Blocco di testo —
..............................

### Imports


In [13]:
import nltk
from nltk.corpus import wordnet as wn
import json
import polars as pl

from collections import Counter

# Download WordNet data
nltk.download('wordnet')

import sys
sys.path.append('..')
from utils import utils as u

[nltk_data] Downloading package wordnet to
[nltk_data]     C:\Users\r.borra\AppData\Roaming\nltk_data...
[nltk_data]   Package wordnet is already up-to-date!


### Funzione per ricavare il Genus di una frase

In [14]:
def get_genus(sentence):
    genus = []

    comma_split = sentence.split(',')

    splitted_sent = []

    for cs in comma_split:
        if cs.split('.') != '':
            splitted_sent += cs.split('.')

    if '' in splitted_sent:
        splitted_sent.remove('')

    # Pattern di identificazione del genus
    targets = {
        1: [["it"], ["is", "'s"], ["a", "an", "the", "for"]],
        2: [["that", "of", "to"]],
        3: [["a", "an", "for", "to"]]
    }

    for sentence in splitted_sent:
        tokenized_def = u.get_lemmatized_tokens_list_pos(u.tokenizer(sentence))

..............................

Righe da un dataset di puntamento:
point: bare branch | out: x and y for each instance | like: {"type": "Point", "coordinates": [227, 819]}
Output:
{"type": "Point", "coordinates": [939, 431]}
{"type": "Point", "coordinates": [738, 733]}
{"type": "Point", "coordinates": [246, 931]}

..............................

Azioni richieste —
1. Riscrivi in forma più breve il paragrafo del notebook su WordNet che comincia con «[nltk_data] Downloading package wordnet to», conservandone i fatti principali.
2. Riprendi il notebook su WordNet e proseguilo a partire dall'ultima istruzione mostrata.

Risposte in ordine —
1. Il pacchetto wordnet viene scaricato in C:\Users\r.borra\AppData\Roaming\nltk_data, ma risulta già aggiornato.

2.
        # print(tokenized_def)

        for i in range(0, len(tokenized_def)):
            if i > 0 and tokenized_def[i][0].lower() in targets[2][0]:
                if tokenized_def[i-1][0] not in genus and tokenized_def[i-1][1] == 'n':
                    genus.append(tokenized_def[i-1][0])

            if (i < len(tokenized_def)-1):
                if tokenized_def[i][1] == 'a' and tokenized_def[i+1][1] == 'n' and tokenized_def[i+1][0] not in genus:
                    genus.append(tokenized_def[i+1][0])

            if i < len(tokenized_def)-2 and tokenized_def[i][0].lower() in targets[3][0]:
                if tokenized_def[i+1][0] not in genus and tokenized_def[i+1][1] == 'n':
                    genus.append(tokenized_def[i+1][0])

                elif tokenized_def[i+1][1] == 'a' and tokenized_def[i+2][1] == 'n':
                    genus.append(tokenized_def[i+2][0])

            if (i < len(tokenized_def)-3):
                if tokenized_def[i][0].lower() in targets[1][0] and (tokenized_def[i+1][0] in targets[1][1]) and (tokenized_def[i+2][0] in targets[1][2]):
                    if tokenized_def[i+3][0] not in genus:
                        genus.append(tokenized_def[i+3][0])
    return genus


### Creo la struttura dati

La struttura dati utilizzata avrà la seguente forma: 
$$data[word] = [definition_i, definition_{i+1}, ..., definition_n]$$

In [15]:
df = json.loads(pl.read_csv(
    "../datasets/TLN-definitions-23.tsv", separator='\t').write_json())

data = {}

for col in df['columns']:
    if col['name'] != '1':
        data[col['name']] = []
        for v in col['values']:
            data[col['name']].append(v)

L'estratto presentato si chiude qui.